WHAT TO PRODUCE> From the line containing "# point at: slate" down to the last line of the records below, give every line again without any change.

GIVEN INFORMATION>
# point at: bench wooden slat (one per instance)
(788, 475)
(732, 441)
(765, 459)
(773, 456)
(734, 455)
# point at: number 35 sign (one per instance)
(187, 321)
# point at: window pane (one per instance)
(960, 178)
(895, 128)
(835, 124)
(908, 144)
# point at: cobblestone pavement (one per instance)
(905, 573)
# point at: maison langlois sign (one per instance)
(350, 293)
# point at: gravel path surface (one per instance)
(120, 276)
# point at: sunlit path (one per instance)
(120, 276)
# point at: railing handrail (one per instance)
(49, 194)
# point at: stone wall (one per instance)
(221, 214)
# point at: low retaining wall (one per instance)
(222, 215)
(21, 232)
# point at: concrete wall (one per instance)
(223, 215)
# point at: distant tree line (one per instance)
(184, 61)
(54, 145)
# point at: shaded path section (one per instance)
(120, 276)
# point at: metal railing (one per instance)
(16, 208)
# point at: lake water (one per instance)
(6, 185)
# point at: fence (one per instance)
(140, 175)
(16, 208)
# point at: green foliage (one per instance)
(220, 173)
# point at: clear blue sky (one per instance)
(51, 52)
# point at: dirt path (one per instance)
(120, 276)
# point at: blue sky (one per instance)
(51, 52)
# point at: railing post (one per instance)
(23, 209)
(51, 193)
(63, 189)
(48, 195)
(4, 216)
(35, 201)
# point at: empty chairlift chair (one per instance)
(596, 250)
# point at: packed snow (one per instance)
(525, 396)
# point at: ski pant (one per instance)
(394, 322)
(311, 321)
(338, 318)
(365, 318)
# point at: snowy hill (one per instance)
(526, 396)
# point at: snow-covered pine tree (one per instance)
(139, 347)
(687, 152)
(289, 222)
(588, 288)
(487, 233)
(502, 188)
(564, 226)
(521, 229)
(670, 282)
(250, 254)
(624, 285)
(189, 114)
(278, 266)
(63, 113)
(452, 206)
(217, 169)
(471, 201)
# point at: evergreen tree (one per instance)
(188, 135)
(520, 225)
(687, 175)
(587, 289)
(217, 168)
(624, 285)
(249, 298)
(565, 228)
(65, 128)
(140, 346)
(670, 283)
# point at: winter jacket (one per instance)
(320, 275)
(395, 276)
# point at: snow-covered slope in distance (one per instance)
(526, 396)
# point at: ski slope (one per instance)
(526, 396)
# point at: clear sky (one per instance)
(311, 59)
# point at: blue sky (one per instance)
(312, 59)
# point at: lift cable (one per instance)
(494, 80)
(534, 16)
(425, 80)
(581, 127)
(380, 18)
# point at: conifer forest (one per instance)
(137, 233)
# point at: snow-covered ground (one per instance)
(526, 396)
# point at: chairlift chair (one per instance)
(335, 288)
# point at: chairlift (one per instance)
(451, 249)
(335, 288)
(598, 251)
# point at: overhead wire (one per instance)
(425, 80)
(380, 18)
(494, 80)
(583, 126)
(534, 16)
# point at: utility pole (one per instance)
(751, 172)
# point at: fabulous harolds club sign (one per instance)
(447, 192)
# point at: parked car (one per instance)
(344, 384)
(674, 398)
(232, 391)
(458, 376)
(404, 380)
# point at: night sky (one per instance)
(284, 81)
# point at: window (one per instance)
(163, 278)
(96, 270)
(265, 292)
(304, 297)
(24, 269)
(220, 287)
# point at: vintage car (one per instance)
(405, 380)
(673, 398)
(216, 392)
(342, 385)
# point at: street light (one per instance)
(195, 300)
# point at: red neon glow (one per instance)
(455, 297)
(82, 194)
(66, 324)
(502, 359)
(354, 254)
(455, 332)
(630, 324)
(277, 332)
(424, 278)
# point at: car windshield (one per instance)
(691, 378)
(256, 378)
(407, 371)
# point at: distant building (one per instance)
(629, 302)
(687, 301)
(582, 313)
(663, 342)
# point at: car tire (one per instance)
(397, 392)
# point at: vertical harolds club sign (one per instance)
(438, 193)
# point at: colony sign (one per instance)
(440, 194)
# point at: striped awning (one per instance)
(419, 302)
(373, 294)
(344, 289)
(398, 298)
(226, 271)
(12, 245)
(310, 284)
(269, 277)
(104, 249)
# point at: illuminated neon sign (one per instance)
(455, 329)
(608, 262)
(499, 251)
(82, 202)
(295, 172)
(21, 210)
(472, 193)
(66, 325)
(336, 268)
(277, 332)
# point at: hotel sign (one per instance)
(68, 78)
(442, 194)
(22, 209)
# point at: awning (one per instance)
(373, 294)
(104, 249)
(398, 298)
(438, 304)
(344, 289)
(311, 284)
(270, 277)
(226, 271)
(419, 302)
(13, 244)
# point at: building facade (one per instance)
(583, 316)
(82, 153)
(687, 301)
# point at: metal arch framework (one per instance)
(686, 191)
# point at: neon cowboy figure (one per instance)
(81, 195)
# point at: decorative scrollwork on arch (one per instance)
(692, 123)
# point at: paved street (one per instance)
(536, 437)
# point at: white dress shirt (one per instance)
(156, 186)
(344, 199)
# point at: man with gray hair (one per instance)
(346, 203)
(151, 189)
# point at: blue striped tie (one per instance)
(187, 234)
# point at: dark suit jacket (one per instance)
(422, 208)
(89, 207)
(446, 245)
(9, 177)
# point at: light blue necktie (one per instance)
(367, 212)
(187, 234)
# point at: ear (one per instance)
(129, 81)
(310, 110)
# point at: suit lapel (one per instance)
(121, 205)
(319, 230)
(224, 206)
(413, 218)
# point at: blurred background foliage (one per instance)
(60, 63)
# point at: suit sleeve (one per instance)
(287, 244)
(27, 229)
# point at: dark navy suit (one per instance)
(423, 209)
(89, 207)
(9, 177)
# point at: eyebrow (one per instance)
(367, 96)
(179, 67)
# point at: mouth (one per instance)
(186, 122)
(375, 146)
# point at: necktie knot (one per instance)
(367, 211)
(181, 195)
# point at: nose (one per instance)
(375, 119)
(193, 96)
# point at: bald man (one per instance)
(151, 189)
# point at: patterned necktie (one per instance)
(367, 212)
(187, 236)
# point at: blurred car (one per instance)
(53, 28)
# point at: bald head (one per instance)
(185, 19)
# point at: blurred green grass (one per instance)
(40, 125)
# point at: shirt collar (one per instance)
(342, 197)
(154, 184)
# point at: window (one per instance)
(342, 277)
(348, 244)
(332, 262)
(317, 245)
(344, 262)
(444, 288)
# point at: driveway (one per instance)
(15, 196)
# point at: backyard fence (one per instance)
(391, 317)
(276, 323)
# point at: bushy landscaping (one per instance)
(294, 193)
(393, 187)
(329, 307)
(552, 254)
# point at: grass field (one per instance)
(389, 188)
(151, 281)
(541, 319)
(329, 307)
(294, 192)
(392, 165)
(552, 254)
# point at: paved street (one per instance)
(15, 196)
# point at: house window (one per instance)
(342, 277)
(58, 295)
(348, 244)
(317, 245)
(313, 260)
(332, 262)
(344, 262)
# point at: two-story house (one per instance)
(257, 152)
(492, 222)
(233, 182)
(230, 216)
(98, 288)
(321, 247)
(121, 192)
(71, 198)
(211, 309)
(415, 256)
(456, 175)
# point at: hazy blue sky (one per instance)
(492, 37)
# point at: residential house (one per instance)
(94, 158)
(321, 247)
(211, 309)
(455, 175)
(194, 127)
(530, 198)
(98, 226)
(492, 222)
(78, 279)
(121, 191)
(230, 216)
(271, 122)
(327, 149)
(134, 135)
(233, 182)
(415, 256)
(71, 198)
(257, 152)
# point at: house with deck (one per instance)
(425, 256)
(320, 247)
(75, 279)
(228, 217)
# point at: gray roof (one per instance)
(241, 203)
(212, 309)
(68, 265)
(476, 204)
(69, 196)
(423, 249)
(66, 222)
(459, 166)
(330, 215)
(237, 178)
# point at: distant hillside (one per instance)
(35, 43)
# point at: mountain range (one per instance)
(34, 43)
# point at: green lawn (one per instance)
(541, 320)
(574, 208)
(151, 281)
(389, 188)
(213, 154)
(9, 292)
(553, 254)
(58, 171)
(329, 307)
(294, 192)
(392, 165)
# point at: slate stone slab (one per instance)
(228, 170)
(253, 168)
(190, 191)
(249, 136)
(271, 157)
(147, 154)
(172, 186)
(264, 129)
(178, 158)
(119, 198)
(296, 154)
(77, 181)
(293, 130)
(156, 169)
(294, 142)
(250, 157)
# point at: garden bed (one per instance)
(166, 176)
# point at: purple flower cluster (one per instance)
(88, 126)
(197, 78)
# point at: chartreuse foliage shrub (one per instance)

SOLUTION TO THIS PROBLEM>
# point at: slate stone slab (one per instance)
(228, 170)
(253, 168)
(190, 191)
(249, 136)
(271, 157)
(147, 154)
(172, 186)
(264, 129)
(178, 158)
(119, 198)
(296, 154)
(77, 181)
(293, 130)
(156, 169)
(294, 142)
(250, 157)
# point at: garden bed (one per instance)
(166, 176)
# point at: purple flower cluster (one per instance)
(88, 126)
(197, 78)
# point at: chartreuse foliage shrub (one per instance)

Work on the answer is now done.